## TASK INSTRUCTIONS
A – List the conditions that the lecture transcript on gradient echo imaging gives for producing T_1-weighted imaging.
B – Reproduce the lecture transcript on gradient echo imaging word for word, everything from "So, because of" down to "this concept again.".

## TEXT PASSAGE
★ ★ ★ ★ ★

Here we will talk about the gradient echo imaging again.
So, we talked about the gradient echo imaging in the previous week,
but we will talk about gradient echo imaging here
again but in a slightly different viewpoint.
So, we just talked about two different ways
of filling k-spaces for the two dimensional multi-slice imaging.
So, in case we fill all slices for k-space
from one slice all together and then move to next slice,
in that case, TR should be shorter to maintain a clinically reasonable scan time.
So in that case, gradient echo imaging require special,
some module to accommodate transverse magnetization.
So, that is going to be discussed in
this video lecture let's try to review the gradient echo imaging concept again.
So, the gradient echo is produced with
a single RF pulse in conjunction with
prephase and the frequency encoding gradients as you know.
So, prephasing gradient with opposite polarity are
applied first for half the duration of readout time.
So, this is not exactly true,
but it's roughly true if we ignore some other event,
but it can be roughly true.
When gradient is reversed afterwards
and then the spins start to refocus and form an echo,
so we have it as shown here.
So, flip angle is typically below 90 degree.
So as shown here, the signal decays following T_2 star.
So this is free induction decay right after slice excitation.
Then if there is no gradient and we can see some free induction decay signal.
But if we apply for readout prephasing gradient and readout gradient then
the signal waveform is going to be changing like that
because this gradient accelerate sooner decay.
So, it decays much faster as shown here.
Then it refocuses and deburses the gradient decay induced by gradient.
So, now we can see higher signal intensity and then signal decay after
the middle of this readout gradient and then the signal decay faster again,
and which forms an echo called gradient echo.
This is procedure to lead one k-space line, as we mentioned.
Again, this is gradient echo pulse sequences.
We have RF pulses and slice selection refocusing gradient,
and phase encoding gradient,
and readout prephasing gradient,
and readout gradient, and data location, so analog-to-digital converter.
This time is defined as echo time and this time is defined
as a time to repeat if this excites the same slice.
In this case, we assumed this TR is quite long,
much longer than time T_2 relaxation of the tissue of interest..
In that case, we don't need to do anything if that time is relatively long.
But if it's time to repeat is comparable to
the T_2 decay of a signal then when we apply for next RF pulse,
after this RF excitation we acquire data
but the transverse magnetization may still remain and it may not be zero.
Then next RF pulse is applied,
then we assumed there will be
only longitudinal magnetization but the transverse magnetization may affect
signal for the next excitation if this time to repeat is quite
short compared to the T_2 decay of a signal.
So, because of that we have to deal with some special procedures.
We will talk about that later.
But let's try to review the gradient echo characteristics.
Again, we just talked about that in the previous week,
but let's try to review this concept again.
So, if we make time to repeat relatively short,
so comparable to the T_1 of tissue of interest and
then flip angle is relatively large like ernst angle,
and also echo time is pretty short,
as short as possible,
and then that gives T_1-weighted imaging because
T_2 star contrast is almost gone and it will give T_1-weighted imaging.

★ ★ ★ ★ ★

## DATA SUPPLIED
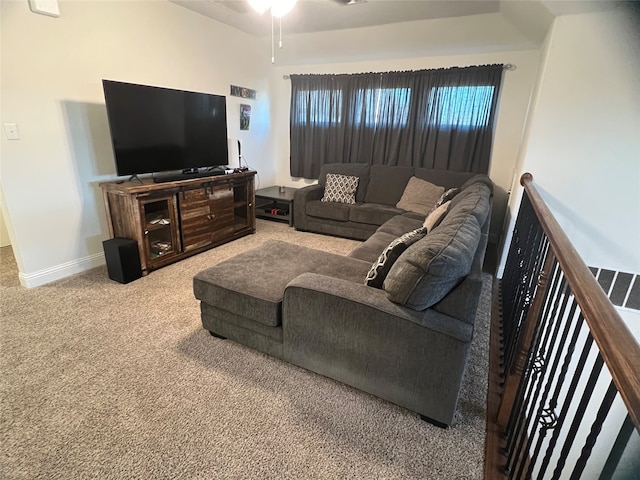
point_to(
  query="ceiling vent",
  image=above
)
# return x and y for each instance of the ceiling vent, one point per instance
(233, 5)
(349, 2)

★ ★ ★ ★ ★

## LIST OF ANSWERS
A –
- Time to repeat relatively short, comparable to the T_1 of the tissue of interest
- Flip angle relatively large, like the Ernst angle
- Echo time pretty short, as short as possible

B –
So, because of that we have to deal with some special procedures.
We will talk about that later.
But let's try to review the gradient echo characteristics.
Again, we just talked about that in the previous week,
but let's try to review this concept again.